**Stored data:**
- - - - -

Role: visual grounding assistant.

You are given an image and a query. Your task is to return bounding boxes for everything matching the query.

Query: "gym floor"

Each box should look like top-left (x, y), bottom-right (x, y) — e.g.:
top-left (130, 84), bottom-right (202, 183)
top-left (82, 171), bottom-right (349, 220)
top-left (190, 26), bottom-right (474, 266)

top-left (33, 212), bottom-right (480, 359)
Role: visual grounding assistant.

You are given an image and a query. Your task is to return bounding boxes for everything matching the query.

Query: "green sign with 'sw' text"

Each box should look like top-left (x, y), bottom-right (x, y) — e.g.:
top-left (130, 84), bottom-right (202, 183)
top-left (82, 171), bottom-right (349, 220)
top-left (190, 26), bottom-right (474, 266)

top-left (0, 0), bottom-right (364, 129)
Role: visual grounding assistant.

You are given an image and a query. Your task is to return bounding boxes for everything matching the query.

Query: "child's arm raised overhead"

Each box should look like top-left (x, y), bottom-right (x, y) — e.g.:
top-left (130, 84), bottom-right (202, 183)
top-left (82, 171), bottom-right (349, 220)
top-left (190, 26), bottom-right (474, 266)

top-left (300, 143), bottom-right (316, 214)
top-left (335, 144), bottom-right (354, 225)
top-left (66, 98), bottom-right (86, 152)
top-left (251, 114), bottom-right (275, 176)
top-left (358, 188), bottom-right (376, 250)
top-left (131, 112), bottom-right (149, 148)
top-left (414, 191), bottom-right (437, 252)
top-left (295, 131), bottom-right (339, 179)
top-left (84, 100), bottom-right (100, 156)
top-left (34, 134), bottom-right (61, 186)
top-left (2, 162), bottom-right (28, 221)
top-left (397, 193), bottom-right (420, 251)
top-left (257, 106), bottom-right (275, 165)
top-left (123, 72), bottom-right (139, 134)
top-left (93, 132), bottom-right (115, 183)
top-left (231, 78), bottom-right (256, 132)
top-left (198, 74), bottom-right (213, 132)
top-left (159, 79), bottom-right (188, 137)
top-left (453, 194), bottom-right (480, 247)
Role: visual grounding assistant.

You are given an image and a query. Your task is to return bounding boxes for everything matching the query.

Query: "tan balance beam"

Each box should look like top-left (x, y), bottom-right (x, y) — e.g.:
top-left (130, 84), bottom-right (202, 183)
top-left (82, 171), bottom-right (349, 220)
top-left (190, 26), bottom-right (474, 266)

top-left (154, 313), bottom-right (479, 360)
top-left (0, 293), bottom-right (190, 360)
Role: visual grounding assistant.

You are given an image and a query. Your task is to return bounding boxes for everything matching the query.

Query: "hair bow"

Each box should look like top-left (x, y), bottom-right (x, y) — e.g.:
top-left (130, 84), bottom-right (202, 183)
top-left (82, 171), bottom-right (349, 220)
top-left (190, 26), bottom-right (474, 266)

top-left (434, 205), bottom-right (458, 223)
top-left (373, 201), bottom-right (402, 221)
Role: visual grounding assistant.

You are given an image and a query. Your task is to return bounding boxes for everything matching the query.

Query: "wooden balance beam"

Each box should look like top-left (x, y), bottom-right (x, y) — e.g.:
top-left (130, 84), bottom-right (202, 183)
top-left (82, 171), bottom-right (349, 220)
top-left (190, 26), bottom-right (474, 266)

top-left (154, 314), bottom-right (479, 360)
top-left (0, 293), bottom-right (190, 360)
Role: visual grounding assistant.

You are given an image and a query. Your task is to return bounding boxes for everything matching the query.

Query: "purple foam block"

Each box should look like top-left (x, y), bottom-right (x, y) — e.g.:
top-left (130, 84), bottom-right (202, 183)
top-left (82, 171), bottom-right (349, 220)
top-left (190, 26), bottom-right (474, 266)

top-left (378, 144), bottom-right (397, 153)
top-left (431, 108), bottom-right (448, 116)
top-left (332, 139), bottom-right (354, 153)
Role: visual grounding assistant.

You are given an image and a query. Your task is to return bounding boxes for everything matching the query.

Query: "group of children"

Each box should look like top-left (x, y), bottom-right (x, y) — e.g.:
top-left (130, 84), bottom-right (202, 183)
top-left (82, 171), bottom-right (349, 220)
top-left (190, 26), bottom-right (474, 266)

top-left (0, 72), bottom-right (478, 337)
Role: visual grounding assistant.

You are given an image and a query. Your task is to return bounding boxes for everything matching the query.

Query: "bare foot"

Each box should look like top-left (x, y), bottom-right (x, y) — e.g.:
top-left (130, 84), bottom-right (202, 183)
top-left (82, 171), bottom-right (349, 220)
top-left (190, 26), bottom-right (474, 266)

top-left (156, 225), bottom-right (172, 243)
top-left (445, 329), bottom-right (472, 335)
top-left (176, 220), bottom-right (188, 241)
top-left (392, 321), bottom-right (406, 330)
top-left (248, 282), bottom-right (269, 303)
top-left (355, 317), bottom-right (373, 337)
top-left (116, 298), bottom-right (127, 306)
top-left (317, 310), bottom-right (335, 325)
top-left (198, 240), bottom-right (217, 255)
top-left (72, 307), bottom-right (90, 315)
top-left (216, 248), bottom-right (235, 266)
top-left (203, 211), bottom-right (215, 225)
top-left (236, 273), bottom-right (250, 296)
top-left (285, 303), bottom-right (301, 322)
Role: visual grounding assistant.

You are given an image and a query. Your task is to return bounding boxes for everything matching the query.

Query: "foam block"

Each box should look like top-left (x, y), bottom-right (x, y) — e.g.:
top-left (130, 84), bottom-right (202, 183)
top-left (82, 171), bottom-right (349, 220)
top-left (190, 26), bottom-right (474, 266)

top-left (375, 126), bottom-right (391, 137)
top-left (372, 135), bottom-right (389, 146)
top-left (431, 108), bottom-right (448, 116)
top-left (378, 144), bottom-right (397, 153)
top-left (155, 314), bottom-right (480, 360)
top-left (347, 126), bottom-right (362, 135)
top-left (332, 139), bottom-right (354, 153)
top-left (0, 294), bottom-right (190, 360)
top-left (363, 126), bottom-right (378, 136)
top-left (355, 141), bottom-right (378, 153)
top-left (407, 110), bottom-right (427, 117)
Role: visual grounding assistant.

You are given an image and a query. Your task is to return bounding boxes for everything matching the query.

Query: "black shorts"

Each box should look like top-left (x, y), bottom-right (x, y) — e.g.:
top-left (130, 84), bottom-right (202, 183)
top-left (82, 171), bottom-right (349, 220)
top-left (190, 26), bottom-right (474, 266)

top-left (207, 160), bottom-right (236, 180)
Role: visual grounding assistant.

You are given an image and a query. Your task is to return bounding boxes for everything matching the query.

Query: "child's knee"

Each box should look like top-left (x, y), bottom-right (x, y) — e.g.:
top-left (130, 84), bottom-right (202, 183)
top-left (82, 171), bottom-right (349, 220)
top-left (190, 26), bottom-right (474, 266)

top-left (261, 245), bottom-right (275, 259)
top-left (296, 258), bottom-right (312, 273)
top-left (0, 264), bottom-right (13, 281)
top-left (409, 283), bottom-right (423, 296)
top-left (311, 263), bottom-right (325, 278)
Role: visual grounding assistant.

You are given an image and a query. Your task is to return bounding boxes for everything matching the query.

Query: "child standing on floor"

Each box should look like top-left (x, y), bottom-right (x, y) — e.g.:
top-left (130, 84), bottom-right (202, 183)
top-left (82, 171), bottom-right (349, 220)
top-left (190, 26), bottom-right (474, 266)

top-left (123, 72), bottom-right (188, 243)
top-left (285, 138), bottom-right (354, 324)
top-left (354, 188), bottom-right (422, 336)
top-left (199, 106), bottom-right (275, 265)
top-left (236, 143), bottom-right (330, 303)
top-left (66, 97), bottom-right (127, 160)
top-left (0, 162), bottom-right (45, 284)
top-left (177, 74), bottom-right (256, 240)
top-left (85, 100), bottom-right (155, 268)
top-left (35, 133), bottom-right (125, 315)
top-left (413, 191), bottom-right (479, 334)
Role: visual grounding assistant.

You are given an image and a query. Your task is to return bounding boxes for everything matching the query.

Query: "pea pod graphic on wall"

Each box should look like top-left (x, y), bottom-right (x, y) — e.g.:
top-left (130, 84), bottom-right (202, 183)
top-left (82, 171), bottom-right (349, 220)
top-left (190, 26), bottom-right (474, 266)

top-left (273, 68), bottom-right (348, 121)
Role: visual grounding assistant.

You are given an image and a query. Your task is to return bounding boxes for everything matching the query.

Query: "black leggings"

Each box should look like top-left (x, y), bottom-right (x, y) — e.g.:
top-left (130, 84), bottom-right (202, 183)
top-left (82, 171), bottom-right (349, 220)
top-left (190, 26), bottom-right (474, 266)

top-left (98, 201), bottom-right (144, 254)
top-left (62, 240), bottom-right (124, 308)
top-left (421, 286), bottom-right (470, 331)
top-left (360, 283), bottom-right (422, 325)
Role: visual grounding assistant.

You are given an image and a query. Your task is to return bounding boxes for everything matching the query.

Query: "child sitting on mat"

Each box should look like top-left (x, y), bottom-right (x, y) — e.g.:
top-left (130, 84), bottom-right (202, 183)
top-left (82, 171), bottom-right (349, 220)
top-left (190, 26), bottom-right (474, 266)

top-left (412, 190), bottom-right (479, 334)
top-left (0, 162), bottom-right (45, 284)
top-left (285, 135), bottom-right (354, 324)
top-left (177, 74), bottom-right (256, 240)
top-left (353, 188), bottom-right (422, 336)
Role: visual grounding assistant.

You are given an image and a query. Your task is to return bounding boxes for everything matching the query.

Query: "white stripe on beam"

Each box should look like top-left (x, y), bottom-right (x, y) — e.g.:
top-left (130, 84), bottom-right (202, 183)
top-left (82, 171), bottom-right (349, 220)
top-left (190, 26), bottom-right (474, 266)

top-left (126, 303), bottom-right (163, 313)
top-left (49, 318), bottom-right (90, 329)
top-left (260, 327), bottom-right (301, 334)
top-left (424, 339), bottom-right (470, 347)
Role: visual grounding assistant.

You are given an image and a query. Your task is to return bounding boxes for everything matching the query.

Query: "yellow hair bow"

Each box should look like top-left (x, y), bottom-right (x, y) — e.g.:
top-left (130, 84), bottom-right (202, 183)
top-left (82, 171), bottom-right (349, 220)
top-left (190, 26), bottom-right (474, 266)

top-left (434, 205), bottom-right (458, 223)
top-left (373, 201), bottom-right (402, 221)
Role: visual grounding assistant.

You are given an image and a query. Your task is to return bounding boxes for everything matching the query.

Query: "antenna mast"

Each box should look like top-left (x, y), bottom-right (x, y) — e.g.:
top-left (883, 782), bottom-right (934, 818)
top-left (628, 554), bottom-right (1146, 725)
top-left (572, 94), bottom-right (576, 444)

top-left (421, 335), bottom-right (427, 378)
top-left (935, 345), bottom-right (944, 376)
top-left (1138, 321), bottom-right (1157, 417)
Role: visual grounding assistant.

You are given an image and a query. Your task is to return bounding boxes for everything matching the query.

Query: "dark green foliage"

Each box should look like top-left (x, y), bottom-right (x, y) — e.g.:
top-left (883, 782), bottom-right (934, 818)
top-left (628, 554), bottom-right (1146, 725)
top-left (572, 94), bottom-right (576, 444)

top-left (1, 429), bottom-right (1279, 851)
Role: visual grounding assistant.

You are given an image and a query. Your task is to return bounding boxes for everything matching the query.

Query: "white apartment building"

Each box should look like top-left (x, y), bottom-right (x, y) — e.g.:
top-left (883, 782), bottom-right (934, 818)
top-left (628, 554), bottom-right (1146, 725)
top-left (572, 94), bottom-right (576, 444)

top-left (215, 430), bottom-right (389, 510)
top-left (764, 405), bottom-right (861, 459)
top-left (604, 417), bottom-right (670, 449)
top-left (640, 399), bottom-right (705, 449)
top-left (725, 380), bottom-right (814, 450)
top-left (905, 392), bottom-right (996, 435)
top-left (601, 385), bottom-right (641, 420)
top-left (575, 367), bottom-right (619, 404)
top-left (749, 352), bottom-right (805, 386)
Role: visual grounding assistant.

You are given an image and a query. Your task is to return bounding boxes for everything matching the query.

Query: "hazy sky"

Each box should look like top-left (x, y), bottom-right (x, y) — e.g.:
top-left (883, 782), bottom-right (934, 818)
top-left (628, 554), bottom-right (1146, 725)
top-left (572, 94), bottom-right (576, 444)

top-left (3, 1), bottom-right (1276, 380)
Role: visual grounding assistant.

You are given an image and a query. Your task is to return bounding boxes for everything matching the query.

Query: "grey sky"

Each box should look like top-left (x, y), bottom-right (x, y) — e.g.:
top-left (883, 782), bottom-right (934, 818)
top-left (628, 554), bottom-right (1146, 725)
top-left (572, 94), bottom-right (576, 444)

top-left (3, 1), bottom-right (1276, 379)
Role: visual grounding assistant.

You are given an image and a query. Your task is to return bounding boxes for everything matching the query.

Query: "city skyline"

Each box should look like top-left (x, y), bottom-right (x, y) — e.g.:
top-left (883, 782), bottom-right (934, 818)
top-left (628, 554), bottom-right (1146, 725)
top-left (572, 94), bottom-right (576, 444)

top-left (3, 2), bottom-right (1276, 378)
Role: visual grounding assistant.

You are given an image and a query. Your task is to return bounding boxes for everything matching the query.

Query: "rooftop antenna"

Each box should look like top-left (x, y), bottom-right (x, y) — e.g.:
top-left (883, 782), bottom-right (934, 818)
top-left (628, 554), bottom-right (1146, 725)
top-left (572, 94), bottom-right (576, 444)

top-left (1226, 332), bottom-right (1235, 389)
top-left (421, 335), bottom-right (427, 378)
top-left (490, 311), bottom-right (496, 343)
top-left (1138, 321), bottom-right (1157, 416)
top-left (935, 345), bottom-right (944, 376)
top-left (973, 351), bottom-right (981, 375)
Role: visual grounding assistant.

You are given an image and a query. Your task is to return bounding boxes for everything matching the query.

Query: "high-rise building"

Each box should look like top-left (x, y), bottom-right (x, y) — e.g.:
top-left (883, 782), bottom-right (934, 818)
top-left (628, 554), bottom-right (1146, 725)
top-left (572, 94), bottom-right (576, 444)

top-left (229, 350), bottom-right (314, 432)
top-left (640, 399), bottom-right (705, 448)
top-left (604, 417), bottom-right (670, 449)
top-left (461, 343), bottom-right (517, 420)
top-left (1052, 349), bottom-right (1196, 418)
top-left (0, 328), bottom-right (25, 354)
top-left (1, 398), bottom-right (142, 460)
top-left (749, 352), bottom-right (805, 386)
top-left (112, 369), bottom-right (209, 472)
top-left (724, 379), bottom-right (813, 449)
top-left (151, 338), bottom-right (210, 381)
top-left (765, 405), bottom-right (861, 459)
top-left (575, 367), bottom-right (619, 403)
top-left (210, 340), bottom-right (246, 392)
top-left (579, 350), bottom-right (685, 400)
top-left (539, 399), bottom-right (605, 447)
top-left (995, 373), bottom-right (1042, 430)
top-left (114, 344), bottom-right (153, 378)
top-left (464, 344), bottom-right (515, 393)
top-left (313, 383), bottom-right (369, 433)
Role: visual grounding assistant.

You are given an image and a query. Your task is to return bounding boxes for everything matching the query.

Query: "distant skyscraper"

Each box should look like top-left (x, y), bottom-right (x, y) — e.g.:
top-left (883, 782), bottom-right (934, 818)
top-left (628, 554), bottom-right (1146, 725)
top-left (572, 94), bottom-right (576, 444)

- - - - -

**Instructions to follow:** Establish how many lines of the records contain the string "green" and state that number without elaboration.

**Answer box:** 2